■ Passage provided:
■ ■ ■

Blazek and Secretary, Department of Families, Housing, Community Services and Indigenous Affairs

Case

[2008] AATA 592

9 July 2008

No judgment structure available for this case.

Administrative Appeals Tribunal

DECISION AND REASONS FOR DECISION [2008] AATA 592

ADMINISTRATIVE APPEALS TRIBUNAL      )

)          No 2007/2381

GENERAL ADMINISTRATIVE  DIVISION )
Re VOJTECH BLAZEK

Applicant

And

SECRETARY, DEPARTMENT OF FAMILIES, HOUSING, COMMUNITY SERVICES AND INDIGENOUS AFFAIRS

Respondent

DECISION

Tribunal Mr B.H. Pascoe, Senior Member  

Date9 July 2008

PlaceMelbourne

Decision

The Tribunal affirms the decision under review.

(sgd) B.H. Pascoe

Senior Member

social security – assurance of support – wife of father migrated to Australia – special benefit and parenting payment paid – recovery of debt from assurer – whether valid assurance of support – whether waiver of debt desirable

Social Security Act 1991

re Davey and Secretary, Department of Employment and Workplace Relations [2007] AATA 1114  

REASONS FOR DECISION

9 July 2008 Mr B.H. Pascoe, Senior Member  

1.      This is an application to review a decision of the respondent to raise and recover assurance of support debts totalling $12,256.25 consisting of special benefits of $11,620.54 for the period 7 March 2003 to 10 June 2004 and parenting payments of $635.71 for the period 10 February 2005 to 6 March 2005 paid to Ms Irina Blake.

2.      At the hearing the applicant, Mr V. Blazek Jnr, was represented by his father Mr V. Blazek.  The respondent was represented by Mr A. Carson an advocate in the legal services branch of Centrelink.  The applicant did not appear personally at the hearing.

3.      Mr Blazek Snr, also known as Victor Blake, said that he married Ms Irina Blake in Czechoslovakia.  She had a Russian passport and they had to wait for one year until she could obtain a visa to Vienna for an interview at the Australian Embassy to apply for an Australian visa.  Mr Blazek Snr said that at that interview, he understood that there would be no requirement for an Assurance of Support (AoS) because he was then employed.  He said that, subsequently, he was told that an AoS would be required.  He thought this unfair and not in accord with Australian immigration policy.  Nevertheless, he completed the required form and asked his son to sign it and send it back with copies of payslips.  He said that this initial AoS was rejected, apparently on the basis that his son had been a recipient of Social Security payments within the prior 12 months.  Mr Blazek Snr said that he had not been advised that the son’s AoS had been approved subsequently and assumed when his wife’s visa was granted that the requirement for an AoS had been waived.  He said that, prior to the grant of the visa, he had arranged an offer of employment for his wife but the delay in arriving in Australia resulted in no available employment for her or himself.  He said that he had expected to be away from Australia for three months but the visa delay resulted in the absence extending to nine months.

■ ■ ■

Dataset excerpt

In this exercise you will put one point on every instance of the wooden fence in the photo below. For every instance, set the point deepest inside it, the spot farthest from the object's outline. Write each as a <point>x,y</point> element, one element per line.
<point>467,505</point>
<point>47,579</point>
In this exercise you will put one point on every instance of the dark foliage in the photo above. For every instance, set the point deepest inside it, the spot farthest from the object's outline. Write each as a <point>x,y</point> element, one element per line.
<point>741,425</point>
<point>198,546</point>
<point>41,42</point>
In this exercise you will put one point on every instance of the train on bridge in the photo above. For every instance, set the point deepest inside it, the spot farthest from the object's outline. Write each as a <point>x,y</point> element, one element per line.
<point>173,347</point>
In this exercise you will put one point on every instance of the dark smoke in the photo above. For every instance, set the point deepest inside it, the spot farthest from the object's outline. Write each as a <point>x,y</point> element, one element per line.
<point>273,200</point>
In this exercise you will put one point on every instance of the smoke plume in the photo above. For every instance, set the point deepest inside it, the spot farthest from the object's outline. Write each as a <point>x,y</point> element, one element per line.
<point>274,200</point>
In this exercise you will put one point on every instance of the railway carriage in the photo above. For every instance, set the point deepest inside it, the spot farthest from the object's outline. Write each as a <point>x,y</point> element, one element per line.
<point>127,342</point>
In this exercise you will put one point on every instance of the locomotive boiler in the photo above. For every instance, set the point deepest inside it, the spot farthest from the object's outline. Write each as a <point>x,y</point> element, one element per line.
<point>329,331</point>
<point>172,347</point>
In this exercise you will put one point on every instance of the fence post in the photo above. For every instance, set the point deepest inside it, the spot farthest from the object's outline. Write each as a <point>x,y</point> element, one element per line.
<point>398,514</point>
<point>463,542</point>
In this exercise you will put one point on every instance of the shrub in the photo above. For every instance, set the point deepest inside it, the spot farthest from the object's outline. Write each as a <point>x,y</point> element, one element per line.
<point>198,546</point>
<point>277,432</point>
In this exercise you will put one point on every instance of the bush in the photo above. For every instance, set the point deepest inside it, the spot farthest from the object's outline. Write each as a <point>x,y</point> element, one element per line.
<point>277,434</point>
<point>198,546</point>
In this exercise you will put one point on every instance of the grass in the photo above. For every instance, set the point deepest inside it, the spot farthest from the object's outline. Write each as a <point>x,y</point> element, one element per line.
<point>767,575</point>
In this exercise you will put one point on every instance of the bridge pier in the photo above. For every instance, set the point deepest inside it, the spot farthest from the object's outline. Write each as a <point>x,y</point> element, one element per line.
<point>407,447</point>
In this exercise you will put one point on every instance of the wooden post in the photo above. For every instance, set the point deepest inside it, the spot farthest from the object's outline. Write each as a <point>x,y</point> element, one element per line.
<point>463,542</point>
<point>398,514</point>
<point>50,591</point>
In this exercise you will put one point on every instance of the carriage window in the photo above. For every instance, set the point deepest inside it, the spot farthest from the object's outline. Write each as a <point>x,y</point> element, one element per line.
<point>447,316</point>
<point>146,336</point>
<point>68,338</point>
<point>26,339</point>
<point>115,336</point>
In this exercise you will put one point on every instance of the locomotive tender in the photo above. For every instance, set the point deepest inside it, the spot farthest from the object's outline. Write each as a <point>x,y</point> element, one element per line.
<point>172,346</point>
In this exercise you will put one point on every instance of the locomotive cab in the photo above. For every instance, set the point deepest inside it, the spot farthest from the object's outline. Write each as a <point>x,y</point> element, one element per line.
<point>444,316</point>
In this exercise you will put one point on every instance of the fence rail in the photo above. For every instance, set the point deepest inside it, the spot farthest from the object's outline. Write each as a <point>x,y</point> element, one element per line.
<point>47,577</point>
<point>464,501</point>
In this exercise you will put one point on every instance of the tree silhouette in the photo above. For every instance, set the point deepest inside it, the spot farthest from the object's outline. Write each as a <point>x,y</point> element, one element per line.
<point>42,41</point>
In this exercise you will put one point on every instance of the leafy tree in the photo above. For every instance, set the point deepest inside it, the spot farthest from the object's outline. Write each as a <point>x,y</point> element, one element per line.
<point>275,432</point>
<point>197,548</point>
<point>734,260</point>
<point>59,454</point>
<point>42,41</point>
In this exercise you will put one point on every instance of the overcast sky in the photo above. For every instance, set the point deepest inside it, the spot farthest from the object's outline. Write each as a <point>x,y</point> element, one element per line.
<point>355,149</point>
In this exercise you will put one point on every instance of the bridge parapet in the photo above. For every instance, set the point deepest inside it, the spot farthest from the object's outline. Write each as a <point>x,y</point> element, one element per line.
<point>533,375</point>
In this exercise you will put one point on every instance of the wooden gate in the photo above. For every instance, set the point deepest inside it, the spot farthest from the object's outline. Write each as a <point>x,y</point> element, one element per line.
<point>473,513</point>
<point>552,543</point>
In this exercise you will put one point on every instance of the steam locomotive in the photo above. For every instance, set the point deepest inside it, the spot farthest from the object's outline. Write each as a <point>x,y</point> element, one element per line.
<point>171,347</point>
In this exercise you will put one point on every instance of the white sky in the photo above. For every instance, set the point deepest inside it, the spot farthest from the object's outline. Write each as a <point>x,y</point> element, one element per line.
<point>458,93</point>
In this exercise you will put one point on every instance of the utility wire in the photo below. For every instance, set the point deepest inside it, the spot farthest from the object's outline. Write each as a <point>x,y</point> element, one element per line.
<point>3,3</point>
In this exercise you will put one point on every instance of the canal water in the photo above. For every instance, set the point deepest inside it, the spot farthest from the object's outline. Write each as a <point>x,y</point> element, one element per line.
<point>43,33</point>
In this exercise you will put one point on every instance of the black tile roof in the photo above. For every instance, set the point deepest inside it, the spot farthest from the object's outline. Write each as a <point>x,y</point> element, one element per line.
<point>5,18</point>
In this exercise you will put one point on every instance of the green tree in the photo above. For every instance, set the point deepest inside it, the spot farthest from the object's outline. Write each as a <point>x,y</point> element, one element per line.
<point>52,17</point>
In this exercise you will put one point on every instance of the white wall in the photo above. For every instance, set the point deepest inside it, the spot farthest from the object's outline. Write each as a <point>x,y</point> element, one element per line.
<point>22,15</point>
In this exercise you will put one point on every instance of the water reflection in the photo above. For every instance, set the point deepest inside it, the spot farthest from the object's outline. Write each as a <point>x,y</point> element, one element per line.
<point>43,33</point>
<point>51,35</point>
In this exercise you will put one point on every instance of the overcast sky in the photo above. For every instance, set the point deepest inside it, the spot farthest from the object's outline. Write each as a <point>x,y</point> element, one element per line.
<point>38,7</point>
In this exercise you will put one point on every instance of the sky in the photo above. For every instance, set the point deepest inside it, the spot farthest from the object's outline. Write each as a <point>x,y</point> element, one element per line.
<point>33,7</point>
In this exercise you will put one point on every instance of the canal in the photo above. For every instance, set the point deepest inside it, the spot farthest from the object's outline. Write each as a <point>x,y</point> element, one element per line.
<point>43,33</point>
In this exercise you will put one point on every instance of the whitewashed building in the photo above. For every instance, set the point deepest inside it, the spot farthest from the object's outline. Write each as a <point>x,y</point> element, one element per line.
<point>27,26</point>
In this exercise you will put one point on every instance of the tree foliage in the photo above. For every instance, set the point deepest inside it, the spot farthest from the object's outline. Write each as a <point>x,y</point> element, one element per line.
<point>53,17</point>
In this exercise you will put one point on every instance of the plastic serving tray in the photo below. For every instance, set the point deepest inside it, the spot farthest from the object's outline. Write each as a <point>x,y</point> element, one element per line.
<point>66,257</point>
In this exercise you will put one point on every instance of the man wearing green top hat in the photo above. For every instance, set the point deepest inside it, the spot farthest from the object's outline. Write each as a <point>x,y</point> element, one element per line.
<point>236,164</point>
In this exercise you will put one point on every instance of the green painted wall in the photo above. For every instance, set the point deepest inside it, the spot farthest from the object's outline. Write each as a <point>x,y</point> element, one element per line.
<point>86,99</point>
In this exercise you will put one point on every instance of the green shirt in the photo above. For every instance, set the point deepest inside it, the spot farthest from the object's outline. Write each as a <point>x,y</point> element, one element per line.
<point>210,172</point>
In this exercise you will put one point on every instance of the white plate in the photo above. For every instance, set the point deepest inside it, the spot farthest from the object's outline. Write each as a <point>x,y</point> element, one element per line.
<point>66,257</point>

■ ■ ■

■ The tasks:
**A)** List every dollar amount that appears in the tribunal decision.
**B)** Print the section of the tribunal decision from "1.      This is an" to "at the hearing.".

■ Exercise answers:
**A)**
$12,256.25
$11,620.54
$635.71

**B)**
1.      This is an application to review a decision of the respondent to raise and recover assurance of support debts totalling $12,256.25 consisting of special benefits of $11,620.54 for the period 7 March 2003 to 10 June 2004 and parenting payments of $635.71 for the period 10 February 2005 to 6 March 2005 paid to Ms Irina Blake.

2.      At the hearing the applicant, Mr V. Blazek Jnr, was represented by his father Mr V. Blazek.  The respondent was represented by Mr A. Carson an advocate in the legal services branch of Centrelink.  The applicant did not appear personally at the hearing.